Montjuik Katalanca Yahudi Tepesi anlamına gelmekteymiş. Elbette ki Yahudiler’den bir iz kalmamış adı dışında. Bu tepe İspanya tarihinde çok önemli bir yere sahip. Franko ‘nu faşist güçlerine karşı savaşan cumhuriyetçiler burada teslim olur ve 4000 asker duvarların önünde kurşuna dizilir.
Tepede gideceğimiz Poble Espanyol’un yanı sıra bir kale ve bir mezarlık daha var. Ayrıca Katalanların meşhur Palau Nacional Müzesi de burada.
Dışarı çıkıyoruz ama haritaya göre Poble Espanyol epey uzakta. Yürüyelim diyoruz ama kısa sürede pes edip ilk otobüs durağında araç bekliyoruz. T10 kartı sağolsun, aktarmasından faydalanacağız. Şanslıyız bir otobüs geliyor ve bizi beş durak kadar götürüp Poble Espanyol ‘un önünde indiriyor.

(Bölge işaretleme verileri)
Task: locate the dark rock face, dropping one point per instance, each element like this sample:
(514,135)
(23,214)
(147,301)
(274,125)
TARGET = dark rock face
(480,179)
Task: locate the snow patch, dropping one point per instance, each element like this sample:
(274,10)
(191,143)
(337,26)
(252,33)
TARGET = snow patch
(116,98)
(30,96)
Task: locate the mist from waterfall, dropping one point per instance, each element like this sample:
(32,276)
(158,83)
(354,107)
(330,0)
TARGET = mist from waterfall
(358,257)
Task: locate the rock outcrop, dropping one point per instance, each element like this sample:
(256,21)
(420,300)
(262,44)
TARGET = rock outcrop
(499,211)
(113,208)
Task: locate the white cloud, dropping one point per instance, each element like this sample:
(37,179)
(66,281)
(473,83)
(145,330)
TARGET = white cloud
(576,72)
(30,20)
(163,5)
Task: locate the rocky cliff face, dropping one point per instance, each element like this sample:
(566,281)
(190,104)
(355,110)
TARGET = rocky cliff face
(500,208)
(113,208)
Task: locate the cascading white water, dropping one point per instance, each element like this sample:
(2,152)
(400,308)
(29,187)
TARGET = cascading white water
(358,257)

...

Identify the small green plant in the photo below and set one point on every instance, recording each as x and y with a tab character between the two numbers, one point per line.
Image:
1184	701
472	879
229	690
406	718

==

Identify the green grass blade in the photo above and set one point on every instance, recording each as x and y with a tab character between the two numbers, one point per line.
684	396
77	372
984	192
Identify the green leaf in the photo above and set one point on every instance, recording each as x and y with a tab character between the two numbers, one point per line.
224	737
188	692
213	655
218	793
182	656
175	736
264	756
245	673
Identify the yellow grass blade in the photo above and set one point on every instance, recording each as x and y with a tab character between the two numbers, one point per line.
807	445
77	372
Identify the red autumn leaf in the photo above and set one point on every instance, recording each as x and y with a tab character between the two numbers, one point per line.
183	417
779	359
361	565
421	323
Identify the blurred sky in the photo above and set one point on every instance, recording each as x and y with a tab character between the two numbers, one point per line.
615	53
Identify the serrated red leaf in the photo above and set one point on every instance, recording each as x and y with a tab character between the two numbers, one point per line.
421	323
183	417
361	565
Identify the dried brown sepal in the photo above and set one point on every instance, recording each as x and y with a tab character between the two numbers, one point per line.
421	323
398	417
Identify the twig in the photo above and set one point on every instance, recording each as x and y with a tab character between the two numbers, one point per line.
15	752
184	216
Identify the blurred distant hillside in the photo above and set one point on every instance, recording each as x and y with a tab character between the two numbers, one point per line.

*Görev Listesi*
1/ Montjuik metnindeki "Bu tepe İspanya tarihinde çok önemli bir yere sahip." cümlesi İngilizceye nasıl çevrilir?
2/ Montjuik metninde "Montjuik Katalanca Yahudi" sözlerinden "Müzesi de burada." sözlerine kadar her şeyi değiştirmeden yazın.

*Sırayla Çözümler*
1/ This hill has a very important place in Spanish history.

2/
Montjuik Katalanca Yahudi Tepesi anlamına gelmekteymiş. Elbette ki Yahudiler’den bir iz kalmamış adı dışında. Bu tepe İspanya tarihinde çok önemli bir yere sahip. Franko ‘nu faşist güçlerine karşı savaşan cumhuriyetçiler burada teslim olur ve 4000 asker duvarların önünde kurşuna dizilir.
Tepede gideceğimiz Poble Espanyol’un yanı sıra bir kale ve bir mezarlık daha var. Ayrıca Katalanların meşhur Palau Nacional Müzesi de burada.